:: Quoted text

PS Two years and two weeks after writing the first edition of this essay I retired from full-time teaching in general and from teaching sociology in particular. I retired the same month and year that the famous Canadian hockey player, Wayne Gretsky, retired from ice-hockey: April 1999. By March 2011, as I write the latest revision of this essay, I had also been retired from teaching in any form: part-time, casual or volunteer. I found myself teaching sociology in a School for Seniors until 2005. My final hour with sociology on the internet and its many forms of teaching and learning had begun. I had six years, 2005 to 2011 in this world of cyberspace.


----------



## brian_84 (Nov 24, 2010)

*Hi!*

Wow Ron! Congratulations!
What a Story!
Certainly Sociology is an interesting field. I'm a (Argentinian) Social Worker, got my degree last year, and I'm doing some research work now.

::::
:: Excerpted records

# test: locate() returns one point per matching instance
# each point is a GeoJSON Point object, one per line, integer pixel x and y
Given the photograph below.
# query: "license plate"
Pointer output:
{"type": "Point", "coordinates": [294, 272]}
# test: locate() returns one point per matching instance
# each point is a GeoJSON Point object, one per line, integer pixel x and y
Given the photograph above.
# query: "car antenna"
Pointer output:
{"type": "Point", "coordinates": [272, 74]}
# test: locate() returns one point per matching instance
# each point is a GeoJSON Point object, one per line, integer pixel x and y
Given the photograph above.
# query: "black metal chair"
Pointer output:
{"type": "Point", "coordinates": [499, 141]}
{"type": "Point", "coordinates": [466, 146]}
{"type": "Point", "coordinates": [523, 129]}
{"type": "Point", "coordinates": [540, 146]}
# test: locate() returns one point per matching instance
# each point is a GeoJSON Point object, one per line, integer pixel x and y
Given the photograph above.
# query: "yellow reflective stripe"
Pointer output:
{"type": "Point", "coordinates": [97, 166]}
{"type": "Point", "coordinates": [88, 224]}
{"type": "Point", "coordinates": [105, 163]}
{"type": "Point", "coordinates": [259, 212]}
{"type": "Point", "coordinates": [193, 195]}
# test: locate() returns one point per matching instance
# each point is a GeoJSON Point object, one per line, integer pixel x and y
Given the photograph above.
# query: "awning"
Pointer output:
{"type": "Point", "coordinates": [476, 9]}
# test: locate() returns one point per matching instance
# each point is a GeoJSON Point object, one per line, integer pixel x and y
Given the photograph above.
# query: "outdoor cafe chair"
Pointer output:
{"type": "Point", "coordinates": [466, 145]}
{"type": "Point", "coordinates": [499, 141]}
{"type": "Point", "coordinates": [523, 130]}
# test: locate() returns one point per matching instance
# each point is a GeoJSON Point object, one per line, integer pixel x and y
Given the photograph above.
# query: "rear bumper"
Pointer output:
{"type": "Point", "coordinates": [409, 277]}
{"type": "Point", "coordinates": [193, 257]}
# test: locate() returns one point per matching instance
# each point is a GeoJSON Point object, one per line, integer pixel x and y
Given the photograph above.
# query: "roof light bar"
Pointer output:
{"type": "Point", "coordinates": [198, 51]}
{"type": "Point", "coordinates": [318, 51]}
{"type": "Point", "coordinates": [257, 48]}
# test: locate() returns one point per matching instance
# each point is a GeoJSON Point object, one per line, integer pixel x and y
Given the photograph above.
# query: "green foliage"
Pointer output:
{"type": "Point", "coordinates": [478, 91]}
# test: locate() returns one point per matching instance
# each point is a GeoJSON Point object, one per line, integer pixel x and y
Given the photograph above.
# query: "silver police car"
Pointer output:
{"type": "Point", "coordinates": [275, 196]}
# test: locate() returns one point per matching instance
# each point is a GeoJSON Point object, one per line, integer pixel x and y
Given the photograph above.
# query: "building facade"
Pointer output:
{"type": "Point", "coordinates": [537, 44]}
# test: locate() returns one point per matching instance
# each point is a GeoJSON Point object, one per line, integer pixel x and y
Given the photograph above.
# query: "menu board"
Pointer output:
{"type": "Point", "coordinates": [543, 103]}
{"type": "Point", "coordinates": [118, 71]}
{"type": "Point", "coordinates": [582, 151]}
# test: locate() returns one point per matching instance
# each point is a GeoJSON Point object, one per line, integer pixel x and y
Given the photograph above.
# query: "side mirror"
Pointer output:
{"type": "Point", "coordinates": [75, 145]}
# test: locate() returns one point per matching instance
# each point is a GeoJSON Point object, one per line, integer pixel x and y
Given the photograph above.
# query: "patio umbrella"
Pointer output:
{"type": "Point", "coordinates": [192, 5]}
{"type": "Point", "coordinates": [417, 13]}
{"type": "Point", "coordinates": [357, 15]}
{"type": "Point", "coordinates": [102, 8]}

::::

» **Tasks to complete**
1. Extract every line of the entries that contains the word "chair".
2. Continue the forum thread about retiring from teaching sociology, starting after its last sentence.
The text and the entries have nothing to do with each other.

» **Responses by task**
1.
# query: "black metal chair"
# query: "outdoor cafe chair"

2.
Me and my mentor are intending to inquire into marxism tradition in Latin-american Social Work, specially through the perspective of George Lukacs.
We find this perspective particulary clear for to analyze social problems and the various kind of responses they recieve.
Anyway, the subject is way deep to express it here, and I guess my knowledgments of english ,aren't that complex for to explain such things (yet).
Well, write back or PM me if you want, so we can share about ourselves.
I'm 27, Arentinian, my wife is 26 and she's finishing her degree on Initial Education, we're planning to move to Aus in a few years...
Best regards....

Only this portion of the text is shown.